--- START ---

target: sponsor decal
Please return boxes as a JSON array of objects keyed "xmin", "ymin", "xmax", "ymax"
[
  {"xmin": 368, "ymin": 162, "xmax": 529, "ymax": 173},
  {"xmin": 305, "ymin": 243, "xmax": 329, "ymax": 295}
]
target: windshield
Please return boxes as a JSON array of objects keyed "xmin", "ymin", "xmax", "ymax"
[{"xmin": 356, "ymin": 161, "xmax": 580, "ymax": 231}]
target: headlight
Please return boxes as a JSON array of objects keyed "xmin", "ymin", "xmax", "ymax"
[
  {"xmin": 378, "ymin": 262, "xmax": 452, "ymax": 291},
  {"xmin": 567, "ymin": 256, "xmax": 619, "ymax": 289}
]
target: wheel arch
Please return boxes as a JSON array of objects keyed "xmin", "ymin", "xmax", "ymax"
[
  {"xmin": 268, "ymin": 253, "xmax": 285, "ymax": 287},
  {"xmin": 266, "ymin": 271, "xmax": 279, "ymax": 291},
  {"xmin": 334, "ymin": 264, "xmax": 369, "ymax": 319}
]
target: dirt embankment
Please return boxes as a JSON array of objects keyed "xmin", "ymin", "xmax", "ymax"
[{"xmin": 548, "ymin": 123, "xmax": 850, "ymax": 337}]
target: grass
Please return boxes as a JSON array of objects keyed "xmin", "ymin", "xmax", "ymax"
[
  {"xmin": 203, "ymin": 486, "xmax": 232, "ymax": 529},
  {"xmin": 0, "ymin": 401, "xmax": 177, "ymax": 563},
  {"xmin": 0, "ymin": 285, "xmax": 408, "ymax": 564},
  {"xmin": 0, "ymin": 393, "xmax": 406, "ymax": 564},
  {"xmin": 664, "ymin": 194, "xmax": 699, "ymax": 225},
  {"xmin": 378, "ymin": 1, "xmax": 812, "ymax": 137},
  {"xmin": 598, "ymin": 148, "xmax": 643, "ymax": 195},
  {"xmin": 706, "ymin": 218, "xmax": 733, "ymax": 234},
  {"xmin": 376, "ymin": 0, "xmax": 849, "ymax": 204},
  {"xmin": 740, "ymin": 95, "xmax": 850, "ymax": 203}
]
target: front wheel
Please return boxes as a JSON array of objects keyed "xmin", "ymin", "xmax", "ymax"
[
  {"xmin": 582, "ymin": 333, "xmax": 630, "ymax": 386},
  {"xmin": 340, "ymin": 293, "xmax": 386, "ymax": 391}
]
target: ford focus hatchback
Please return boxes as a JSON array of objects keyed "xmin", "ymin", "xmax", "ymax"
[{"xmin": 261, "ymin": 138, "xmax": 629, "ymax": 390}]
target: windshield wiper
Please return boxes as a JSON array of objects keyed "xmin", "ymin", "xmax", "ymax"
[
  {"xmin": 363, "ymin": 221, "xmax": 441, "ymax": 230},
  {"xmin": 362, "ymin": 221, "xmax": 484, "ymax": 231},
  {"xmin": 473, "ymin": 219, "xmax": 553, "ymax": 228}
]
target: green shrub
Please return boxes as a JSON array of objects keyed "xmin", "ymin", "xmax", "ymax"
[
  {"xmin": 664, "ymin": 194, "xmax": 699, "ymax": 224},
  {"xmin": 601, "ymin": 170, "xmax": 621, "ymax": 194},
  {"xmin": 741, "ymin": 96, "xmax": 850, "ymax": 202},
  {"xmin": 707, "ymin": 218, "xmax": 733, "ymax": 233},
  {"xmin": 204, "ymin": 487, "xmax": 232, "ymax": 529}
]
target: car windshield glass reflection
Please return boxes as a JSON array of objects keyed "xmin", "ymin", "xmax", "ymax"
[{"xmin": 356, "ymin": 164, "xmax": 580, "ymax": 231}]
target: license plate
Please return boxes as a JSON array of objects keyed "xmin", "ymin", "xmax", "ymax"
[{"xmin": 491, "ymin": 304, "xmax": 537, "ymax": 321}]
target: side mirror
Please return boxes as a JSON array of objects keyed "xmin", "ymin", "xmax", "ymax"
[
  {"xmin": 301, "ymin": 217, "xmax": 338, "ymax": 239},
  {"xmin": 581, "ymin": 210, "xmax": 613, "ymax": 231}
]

--- END ---

Your answer should be a single number: the count of lines in the listing that hold the word "wheel".

2